- [Reading text]:
──────────
Interestingly enough, precisely what Ornstein said a Right-Brain oriented curriculum should be doing if it intends to shift the focus from intellectual content to personal knowledge. Oh, our joy at effective school reforms that will raise student achievement in meaningful, authentic ways knows no bounds. Why did I start this post’s title with Bogus Excuses? Well, should we buy that games-based learning is OK for the classroom because “a generation of gamers has grown up without a civilization collapsing”? Someone was not listening when their English teacher covered the dangers of hyperbole. How about this rationale? “Positive mood states” or empathy “toward people from another country.” I am also afraid that being told “the way corporations, foundations, and research organizations are thinking about games and learning” is no justification when they are all on record seeking transformational social change using K-12 education.
──────────
[Saved entries]
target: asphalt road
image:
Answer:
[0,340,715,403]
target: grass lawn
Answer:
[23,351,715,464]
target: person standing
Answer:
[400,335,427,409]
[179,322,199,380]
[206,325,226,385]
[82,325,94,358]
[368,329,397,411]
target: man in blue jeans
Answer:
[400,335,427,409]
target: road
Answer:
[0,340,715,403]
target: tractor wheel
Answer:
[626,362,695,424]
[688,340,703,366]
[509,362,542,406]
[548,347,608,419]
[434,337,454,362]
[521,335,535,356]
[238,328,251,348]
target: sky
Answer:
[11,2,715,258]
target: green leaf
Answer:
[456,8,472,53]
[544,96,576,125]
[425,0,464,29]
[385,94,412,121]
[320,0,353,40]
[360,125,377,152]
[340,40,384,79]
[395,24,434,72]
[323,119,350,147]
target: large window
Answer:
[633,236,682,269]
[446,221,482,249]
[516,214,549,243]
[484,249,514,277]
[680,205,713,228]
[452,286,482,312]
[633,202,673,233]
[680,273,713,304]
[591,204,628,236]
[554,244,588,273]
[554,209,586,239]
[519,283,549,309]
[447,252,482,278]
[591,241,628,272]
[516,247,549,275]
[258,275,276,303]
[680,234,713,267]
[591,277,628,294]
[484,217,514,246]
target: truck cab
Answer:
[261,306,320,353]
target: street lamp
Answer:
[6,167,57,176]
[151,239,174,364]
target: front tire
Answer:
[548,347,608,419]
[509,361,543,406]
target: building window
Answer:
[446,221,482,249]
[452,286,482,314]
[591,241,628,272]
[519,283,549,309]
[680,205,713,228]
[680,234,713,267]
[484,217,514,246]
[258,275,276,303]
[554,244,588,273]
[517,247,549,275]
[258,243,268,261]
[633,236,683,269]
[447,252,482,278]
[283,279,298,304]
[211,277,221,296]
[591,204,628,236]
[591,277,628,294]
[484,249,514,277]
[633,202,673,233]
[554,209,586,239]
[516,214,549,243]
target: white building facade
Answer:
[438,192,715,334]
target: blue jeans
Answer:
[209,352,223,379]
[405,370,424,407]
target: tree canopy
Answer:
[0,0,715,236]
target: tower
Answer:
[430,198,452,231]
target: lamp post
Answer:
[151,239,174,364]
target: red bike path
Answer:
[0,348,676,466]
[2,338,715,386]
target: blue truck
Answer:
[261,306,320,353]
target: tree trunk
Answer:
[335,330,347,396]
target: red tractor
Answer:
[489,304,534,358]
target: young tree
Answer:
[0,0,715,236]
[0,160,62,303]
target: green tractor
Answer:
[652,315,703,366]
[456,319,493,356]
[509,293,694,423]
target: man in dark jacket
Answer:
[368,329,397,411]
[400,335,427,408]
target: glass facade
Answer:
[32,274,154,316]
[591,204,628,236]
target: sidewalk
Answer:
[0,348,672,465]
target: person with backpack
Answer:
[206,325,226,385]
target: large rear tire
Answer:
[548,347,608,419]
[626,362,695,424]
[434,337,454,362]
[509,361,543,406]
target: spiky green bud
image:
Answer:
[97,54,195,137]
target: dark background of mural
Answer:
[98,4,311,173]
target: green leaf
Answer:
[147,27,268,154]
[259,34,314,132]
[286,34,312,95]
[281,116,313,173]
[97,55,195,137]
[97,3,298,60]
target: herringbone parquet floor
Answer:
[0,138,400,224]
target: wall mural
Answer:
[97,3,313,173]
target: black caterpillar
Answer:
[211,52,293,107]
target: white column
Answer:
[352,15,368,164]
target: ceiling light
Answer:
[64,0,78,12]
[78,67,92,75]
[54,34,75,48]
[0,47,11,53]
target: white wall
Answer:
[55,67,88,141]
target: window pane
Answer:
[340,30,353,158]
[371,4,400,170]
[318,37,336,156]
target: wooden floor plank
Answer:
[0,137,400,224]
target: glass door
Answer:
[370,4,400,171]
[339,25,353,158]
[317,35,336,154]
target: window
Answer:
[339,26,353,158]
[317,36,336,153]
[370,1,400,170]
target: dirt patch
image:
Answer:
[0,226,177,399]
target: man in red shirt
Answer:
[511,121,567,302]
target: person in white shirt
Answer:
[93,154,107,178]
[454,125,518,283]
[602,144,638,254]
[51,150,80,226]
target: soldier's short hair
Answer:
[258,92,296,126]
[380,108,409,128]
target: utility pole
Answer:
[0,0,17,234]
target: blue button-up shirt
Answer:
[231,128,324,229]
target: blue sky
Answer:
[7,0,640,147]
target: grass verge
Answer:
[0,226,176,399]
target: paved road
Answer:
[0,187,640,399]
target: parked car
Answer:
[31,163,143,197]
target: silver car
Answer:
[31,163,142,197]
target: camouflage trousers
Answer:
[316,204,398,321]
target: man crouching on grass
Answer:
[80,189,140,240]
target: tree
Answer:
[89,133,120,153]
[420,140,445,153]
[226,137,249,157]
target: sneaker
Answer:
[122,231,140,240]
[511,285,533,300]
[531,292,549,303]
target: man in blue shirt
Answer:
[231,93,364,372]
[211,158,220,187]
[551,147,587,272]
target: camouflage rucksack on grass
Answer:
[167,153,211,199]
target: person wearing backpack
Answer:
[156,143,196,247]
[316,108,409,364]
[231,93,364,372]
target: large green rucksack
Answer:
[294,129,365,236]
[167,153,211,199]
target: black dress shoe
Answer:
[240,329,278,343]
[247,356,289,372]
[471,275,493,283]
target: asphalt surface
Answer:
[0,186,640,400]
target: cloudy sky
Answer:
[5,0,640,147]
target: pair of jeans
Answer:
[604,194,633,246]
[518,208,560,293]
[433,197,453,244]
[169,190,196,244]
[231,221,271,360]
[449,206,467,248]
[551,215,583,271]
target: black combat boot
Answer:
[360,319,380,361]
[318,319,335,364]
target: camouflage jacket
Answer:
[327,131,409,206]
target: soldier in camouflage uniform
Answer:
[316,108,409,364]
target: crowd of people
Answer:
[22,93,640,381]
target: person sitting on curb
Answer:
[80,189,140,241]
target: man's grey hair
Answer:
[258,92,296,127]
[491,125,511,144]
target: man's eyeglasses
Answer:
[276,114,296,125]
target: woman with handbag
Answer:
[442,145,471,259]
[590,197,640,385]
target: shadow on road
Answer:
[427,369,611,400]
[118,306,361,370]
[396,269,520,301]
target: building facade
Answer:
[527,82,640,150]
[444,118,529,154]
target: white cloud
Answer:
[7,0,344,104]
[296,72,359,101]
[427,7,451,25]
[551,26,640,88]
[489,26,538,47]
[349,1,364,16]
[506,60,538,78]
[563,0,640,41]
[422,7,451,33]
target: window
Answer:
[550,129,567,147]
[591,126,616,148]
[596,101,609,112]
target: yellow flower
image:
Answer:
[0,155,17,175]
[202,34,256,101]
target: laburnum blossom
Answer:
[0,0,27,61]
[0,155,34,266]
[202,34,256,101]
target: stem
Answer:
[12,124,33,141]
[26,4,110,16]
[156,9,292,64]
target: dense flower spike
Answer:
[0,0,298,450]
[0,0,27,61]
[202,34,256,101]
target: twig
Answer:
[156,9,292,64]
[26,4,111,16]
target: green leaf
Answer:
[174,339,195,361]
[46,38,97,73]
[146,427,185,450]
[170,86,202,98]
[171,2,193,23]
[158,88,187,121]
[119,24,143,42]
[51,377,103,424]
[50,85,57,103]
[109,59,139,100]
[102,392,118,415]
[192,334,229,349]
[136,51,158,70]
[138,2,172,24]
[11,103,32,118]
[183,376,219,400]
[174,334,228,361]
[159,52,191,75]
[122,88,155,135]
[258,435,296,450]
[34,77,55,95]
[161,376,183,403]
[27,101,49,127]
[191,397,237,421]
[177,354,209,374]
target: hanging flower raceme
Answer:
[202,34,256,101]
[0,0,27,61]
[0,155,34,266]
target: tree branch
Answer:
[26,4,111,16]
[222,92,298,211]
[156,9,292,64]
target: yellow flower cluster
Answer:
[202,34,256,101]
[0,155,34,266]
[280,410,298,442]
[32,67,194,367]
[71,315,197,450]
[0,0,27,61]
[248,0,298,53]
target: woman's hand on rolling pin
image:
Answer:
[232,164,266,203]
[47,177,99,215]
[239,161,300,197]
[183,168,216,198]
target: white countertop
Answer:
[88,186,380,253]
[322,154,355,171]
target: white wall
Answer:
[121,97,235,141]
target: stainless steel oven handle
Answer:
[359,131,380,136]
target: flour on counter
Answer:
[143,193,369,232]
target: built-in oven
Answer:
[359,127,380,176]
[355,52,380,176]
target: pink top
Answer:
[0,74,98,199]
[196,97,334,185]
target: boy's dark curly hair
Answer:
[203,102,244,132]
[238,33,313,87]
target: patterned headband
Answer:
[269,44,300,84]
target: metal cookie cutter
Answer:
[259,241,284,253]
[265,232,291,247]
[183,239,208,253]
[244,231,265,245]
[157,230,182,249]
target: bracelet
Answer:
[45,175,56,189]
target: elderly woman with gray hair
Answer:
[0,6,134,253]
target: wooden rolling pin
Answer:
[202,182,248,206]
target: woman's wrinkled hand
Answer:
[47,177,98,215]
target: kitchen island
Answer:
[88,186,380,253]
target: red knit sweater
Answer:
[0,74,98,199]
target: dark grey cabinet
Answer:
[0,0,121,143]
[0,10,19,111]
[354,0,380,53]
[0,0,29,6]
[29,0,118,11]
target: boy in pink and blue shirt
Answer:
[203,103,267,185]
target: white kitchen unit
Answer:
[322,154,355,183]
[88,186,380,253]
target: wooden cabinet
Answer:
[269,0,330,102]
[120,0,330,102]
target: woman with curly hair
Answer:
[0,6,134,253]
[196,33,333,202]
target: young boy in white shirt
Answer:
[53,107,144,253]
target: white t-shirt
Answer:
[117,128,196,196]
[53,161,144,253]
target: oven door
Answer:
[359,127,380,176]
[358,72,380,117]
──────────
- [Your task]:
For each statement below, say yes or no according to the post about games-based learning, and quote the exact words from the post that decide it.
1. The writer accepts the claim about a generation of gamers as a sound reason for using games in the classroom.
2. The title of the post begins with the words "Bogus Excuses."
3. The writer says corporations, foundations, and research organizations are on record seeking transformational social change using K-12 education.

- [Result of the task]:
1. No: "Someone was not listening when their English teacher covered the dangers of hyperbole."
2. Yes: "Why did I start this post’s title with Bogus Excuses?"
3. Yes: "they are all on record seeking transformational social change using K-12 education."